* [Photo object pointing entries]:
(begin)

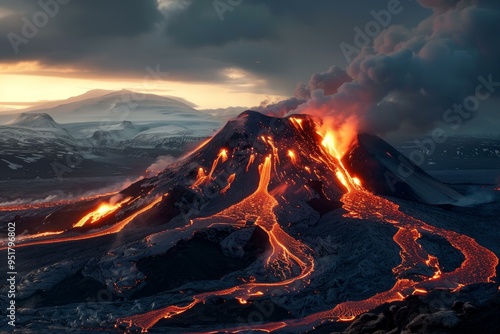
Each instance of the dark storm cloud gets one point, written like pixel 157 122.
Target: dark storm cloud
pixel 282 42
pixel 417 76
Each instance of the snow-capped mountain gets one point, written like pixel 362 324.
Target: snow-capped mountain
pixel 261 214
pixel 120 105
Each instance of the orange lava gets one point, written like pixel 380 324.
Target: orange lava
pixel 110 230
pixel 286 254
pixel 103 210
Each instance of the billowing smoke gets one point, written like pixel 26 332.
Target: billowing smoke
pixel 410 76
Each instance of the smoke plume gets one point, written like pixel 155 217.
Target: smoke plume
pixel 407 76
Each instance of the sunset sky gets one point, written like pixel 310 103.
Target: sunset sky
pixel 210 54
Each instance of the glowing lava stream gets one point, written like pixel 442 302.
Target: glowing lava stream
pixel 111 230
pixel 286 252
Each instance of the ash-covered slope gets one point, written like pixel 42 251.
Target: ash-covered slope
pixel 301 166
pixel 255 217
pixel 386 171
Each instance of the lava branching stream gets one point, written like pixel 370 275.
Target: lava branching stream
pixel 289 260
pixel 479 265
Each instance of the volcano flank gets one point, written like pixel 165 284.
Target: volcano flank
pixel 266 220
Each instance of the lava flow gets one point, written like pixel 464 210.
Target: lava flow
pixel 109 230
pixel 286 253
pixel 479 264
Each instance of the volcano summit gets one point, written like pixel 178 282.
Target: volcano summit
pixel 265 227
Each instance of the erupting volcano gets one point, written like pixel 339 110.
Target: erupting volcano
pixel 273 225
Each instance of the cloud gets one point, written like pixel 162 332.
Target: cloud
pixel 277 43
pixel 410 76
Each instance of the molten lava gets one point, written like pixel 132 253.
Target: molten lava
pixel 103 210
pixel 291 261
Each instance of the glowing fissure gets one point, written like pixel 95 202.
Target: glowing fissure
pixel 290 261
pixel 479 264
pixel 286 253
pixel 103 210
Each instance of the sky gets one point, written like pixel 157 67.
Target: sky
pixel 380 66
pixel 212 53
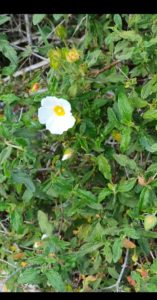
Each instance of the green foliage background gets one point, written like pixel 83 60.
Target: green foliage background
pixel 103 195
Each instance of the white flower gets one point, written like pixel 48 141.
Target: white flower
pixel 67 154
pixel 56 114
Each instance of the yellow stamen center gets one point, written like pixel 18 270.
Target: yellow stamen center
pixel 59 110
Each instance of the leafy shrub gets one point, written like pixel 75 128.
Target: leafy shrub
pixel 70 225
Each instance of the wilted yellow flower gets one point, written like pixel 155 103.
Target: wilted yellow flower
pixel 72 55
pixel 55 58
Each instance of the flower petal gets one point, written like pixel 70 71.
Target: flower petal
pixel 66 105
pixel 44 114
pixel 58 125
pixel 49 101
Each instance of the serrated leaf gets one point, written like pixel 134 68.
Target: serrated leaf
pixel 5 154
pixel 125 139
pixel 89 248
pixel 145 200
pixel 37 18
pixel 16 221
pixel 149 88
pixel 29 276
pixel 23 178
pixel 112 118
pixel 104 166
pixel 150 222
pixel 125 108
pixel 44 224
pixel 153 267
pixel 55 280
pixel 126 185
pixel 117 250
pixel 124 161
pixel 150 115
pixel 103 194
pixel 107 252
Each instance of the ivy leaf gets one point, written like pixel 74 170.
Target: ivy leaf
pixel 5 154
pixel 150 222
pixel 23 178
pixel 125 108
pixel 117 250
pixel 124 161
pixel 126 185
pixel 55 280
pixel 104 166
pixel 29 276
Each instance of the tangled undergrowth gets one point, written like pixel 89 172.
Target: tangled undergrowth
pixel 78 209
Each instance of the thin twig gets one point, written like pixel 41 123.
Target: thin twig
pixel 39 91
pixel 28 69
pixel 117 284
pixel 28 31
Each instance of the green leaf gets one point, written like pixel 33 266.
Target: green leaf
pixel 4 19
pixel 145 200
pixel 125 108
pixel 5 154
pixel 104 166
pixel 107 252
pixel 137 102
pixel 153 267
pixel 149 88
pixel 117 250
pixel 55 280
pixel 125 139
pixel 112 118
pixel 150 222
pixel 29 276
pixel 17 221
pixel 92 57
pixel 112 271
pixel 152 169
pixel 57 17
pixel 23 178
pixel 125 161
pixel 118 21
pixel 89 248
pixel 103 194
pixel 131 232
pixel 150 115
pixel 44 224
pixel 37 18
pixel 126 185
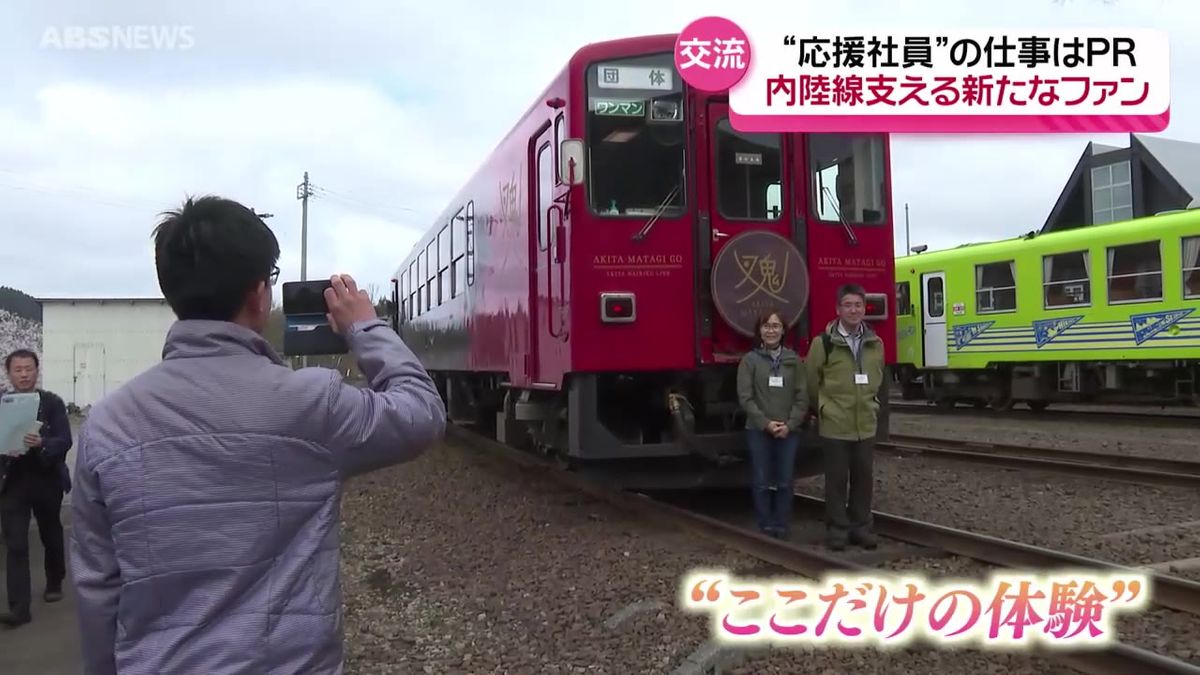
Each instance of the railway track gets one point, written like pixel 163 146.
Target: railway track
pixel 1129 469
pixel 814 562
pixel 1120 417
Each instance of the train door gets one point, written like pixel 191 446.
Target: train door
pixel 934 318
pixel 545 323
pixel 745 179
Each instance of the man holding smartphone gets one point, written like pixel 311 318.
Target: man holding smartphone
pixel 207 500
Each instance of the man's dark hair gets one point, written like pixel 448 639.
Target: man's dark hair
pixel 851 290
pixel 209 255
pixel 21 354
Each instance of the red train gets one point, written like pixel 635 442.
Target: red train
pixel 592 287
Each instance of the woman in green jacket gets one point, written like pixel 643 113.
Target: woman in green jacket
pixel 772 389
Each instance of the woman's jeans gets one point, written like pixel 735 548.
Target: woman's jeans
pixel 773 465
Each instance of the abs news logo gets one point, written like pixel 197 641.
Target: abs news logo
pixel 114 37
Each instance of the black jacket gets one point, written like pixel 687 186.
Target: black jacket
pixel 51 458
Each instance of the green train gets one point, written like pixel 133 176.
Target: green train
pixel 1098 314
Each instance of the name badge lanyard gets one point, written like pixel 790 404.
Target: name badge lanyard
pixel 857 350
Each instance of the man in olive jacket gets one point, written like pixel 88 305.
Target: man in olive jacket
pixel 845 369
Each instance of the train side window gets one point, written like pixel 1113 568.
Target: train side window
pixel 431 274
pixel 420 284
pixel 904 304
pixel 1135 273
pixel 1191 250
pixel 1066 280
pixel 996 287
pixel 444 264
pixel 748 167
pixel 471 243
pixel 459 254
pixel 935 296
pixel 545 193
pixel 412 288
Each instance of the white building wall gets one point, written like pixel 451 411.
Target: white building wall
pixel 94 346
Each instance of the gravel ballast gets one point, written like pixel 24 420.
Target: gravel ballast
pixel 451 566
pixel 1095 436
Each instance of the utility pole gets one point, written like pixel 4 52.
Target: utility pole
pixel 907 244
pixel 303 192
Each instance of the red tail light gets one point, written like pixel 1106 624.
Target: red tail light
pixel 617 308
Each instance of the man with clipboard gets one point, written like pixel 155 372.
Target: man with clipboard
pixel 33 487
pixel 845 368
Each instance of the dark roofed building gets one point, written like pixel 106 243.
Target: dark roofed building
pixel 1109 184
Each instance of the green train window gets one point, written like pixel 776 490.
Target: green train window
pixel 904 304
pixel 1191 267
pixel 996 287
pixel 1066 280
pixel 1135 273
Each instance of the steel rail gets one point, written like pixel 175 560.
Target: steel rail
pixel 1115 659
pixel 1175 473
pixel 1170 419
pixel 1133 461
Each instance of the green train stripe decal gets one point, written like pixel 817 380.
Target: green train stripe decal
pixel 1164 328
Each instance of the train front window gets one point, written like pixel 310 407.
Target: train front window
pixel 849 178
pixel 636 137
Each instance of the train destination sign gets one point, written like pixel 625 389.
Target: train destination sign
pixel 755 272
pixel 660 78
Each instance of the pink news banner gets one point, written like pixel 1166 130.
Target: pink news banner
pixel 953 81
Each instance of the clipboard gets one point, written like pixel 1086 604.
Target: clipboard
pixel 18 416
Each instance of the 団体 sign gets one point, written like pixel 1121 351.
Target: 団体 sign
pixel 610 76
pixel 1007 81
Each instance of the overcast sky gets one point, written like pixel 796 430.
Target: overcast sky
pixel 391 105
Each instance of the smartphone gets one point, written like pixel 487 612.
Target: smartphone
pixel 306 329
pixel 305 298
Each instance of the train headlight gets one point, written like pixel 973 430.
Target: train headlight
pixel 617 308
pixel 876 306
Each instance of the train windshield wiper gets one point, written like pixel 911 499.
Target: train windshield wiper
pixel 658 213
pixel 845 223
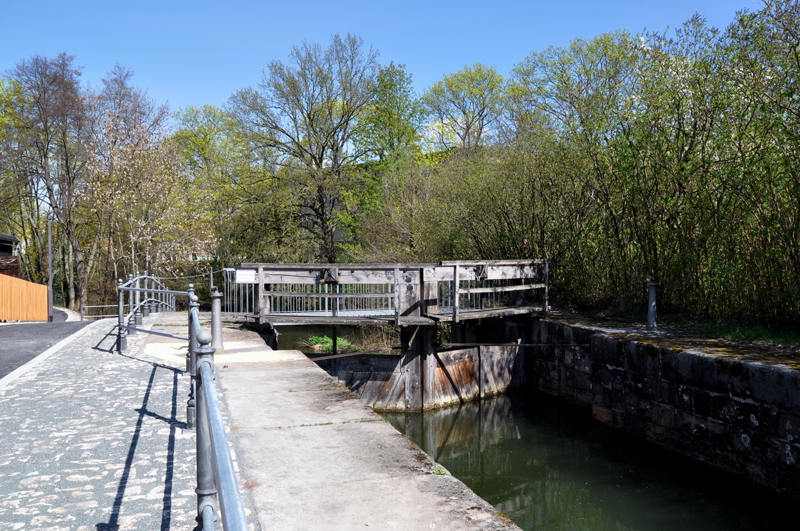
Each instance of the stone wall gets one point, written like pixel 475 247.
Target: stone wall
pixel 740 416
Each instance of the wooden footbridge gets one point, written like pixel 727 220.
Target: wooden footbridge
pixel 394 294
pixel 484 302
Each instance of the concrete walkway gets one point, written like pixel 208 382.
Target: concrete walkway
pixel 314 457
pixel 94 440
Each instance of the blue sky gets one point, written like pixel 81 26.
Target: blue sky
pixel 198 52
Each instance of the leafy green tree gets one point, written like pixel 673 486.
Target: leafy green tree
pixel 391 124
pixel 306 112
pixel 466 104
pixel 250 210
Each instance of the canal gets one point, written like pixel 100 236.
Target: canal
pixel 548 466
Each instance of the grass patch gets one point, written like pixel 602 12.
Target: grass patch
pixel 758 334
pixel 324 344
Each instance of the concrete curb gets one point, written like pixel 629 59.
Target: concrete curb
pixel 19 371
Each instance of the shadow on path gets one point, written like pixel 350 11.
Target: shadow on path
pixel 166 513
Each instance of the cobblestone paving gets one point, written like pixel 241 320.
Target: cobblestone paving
pixel 94 440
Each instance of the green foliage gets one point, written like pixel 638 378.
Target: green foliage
pixel 465 105
pixel 325 344
pixel 306 112
pixel 390 126
pixel 623 157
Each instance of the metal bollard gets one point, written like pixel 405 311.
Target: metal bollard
pixel 546 303
pixel 191 363
pixel 138 301
pixel 206 478
pixel 122 340
pixel 131 306
pixel 146 307
pixel 651 304
pixel 216 321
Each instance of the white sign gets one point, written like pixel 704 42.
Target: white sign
pixel 245 276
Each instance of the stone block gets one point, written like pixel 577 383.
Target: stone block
pixel 701 403
pixel 577 380
pixel 642 359
pixel 693 368
pixel 607 351
pixel 788 427
pixel 769 384
pixel 602 414
pixel 679 396
pixel 788 481
pixel 750 416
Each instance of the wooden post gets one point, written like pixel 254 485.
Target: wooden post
pixel 481 384
pixel 430 294
pixel 397 296
pixel 259 295
pixel 412 367
pixel 546 284
pixel 455 293
pixel 429 365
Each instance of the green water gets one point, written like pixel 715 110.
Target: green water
pixel 550 467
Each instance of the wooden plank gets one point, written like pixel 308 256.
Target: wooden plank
pixel 466 315
pixel 474 272
pixel 428 362
pixel 380 320
pixel 319 267
pixel 21 300
pixel 411 364
pixel 336 295
pixel 499 289
pixel 346 276
pixel 409 298
pixel 456 280
pixel 430 294
pixel 466 263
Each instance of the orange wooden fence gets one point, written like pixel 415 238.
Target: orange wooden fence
pixel 21 300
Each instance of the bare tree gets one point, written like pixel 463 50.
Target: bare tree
pixel 306 112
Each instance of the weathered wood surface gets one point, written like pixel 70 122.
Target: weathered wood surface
pixel 465 315
pixel 380 320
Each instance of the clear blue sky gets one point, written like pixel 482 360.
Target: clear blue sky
pixel 198 52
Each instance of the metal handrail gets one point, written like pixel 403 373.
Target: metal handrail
pixel 230 500
pixel 217 488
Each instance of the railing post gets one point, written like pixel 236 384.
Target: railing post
pixel 396 280
pixel 216 320
pixel 206 483
pixel 651 304
pixel 132 318
pixel 146 308
pixel 122 340
pixel 191 362
pixel 545 305
pixel 138 301
pixel 456 296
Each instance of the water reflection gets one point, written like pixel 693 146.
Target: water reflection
pixel 548 466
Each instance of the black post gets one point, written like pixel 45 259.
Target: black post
pixel 122 339
pixel 191 362
pixel 206 484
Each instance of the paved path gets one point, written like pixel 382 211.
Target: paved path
pixel 94 440
pixel 20 343
pixel 91 440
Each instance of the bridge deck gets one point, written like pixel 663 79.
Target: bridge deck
pixel 392 294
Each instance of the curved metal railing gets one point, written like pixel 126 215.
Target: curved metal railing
pixel 218 496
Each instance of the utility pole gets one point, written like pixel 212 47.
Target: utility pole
pixel 49 268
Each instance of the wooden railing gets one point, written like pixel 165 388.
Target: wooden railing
pixel 21 300
pixel 401 293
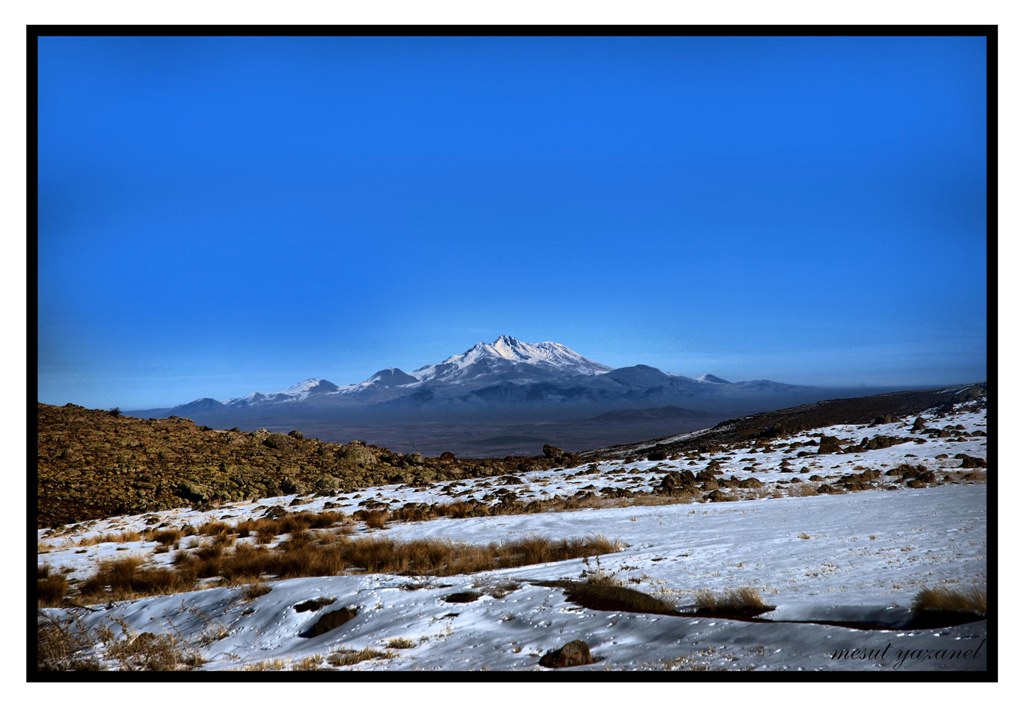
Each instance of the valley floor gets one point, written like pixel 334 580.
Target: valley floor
pixel 853 557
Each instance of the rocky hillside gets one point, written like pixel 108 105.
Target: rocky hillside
pixel 762 426
pixel 93 464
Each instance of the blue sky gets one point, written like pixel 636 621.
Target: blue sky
pixel 221 215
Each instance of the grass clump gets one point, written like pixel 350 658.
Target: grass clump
pixel 61 646
pixel 51 587
pixel 306 554
pixel 946 599
pixel 744 601
pixel 348 657
pixel 129 577
pixel 400 642
pixel 255 590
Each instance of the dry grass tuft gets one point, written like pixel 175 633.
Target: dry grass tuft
pixel 349 657
pixel 313 663
pixel 127 578
pixel 306 554
pixel 744 601
pixel 946 599
pixel 266 665
pixel 255 590
pixel 51 587
pixel 400 642
pixel 61 646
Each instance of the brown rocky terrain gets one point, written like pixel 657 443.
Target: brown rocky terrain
pixel 94 464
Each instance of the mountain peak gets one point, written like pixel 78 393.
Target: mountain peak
pixel 711 378
pixel 509 356
pixel 310 385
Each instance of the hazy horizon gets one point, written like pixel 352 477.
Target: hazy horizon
pixel 226 214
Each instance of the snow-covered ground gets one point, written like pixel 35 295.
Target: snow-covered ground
pixel 846 557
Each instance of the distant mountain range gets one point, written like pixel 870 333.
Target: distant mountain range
pixel 507 374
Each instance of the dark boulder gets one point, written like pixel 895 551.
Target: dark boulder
pixel 576 653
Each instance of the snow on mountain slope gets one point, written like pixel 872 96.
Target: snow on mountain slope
pixel 835 556
pixel 509 354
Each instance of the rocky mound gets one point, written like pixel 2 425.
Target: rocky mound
pixel 93 464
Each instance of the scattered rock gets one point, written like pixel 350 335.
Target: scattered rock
pixel 329 621
pixel 576 653
pixel 314 605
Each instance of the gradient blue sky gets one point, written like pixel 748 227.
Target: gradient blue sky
pixel 221 215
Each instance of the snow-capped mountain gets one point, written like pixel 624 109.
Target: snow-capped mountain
pixel 507 357
pixel 503 374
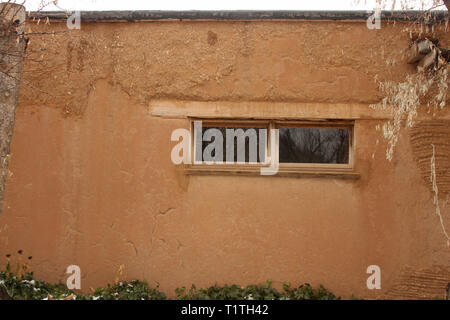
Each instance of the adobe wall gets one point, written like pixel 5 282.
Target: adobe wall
pixel 93 183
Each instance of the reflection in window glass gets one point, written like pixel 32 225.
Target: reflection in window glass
pixel 314 145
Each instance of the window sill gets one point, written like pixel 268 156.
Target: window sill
pixel 335 173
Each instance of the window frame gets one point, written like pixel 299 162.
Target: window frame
pixel 317 169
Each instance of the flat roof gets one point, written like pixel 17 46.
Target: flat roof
pixel 152 15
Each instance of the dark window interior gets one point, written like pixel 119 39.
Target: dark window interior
pixel 314 145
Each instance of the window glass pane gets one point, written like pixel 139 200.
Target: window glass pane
pixel 234 144
pixel 314 145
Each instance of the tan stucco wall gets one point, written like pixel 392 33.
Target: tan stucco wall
pixel 93 183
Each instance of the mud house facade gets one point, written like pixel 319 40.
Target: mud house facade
pixel 93 183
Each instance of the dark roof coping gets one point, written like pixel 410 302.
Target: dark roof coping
pixel 149 15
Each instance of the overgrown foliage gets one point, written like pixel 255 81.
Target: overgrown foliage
pixel 18 283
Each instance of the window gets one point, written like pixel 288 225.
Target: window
pixel 296 146
pixel 304 143
pixel 230 142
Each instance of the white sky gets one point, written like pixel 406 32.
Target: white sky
pixel 207 4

(end)

* [TASK]: Output the lines of the entries as a Markdown table with the columns Row and Line, starting with the line that contains "Each instance of the overgrown" and going on through the end of the entries. Leave out any blank lines.

* [SOLUTION FOR THIS TASK]:
| Row | Line |
|---|---|
| 1 | Each instance of the overgrown foliage gets one point, written like pixel 255 81. |
| 2 | Target: overgrown foliage |
| 3 | pixel 18 283 |
| 4 | Each instance of the window gets one point, written like pixel 288 225. |
| 5 | Target: window |
| 6 | pixel 296 146 |
| 7 | pixel 304 143 |
| 8 | pixel 230 142 |
| 9 | Each instance of the white sky gets one point, written like pixel 406 32. |
| 10 | Target: white sky |
| 11 | pixel 207 4 |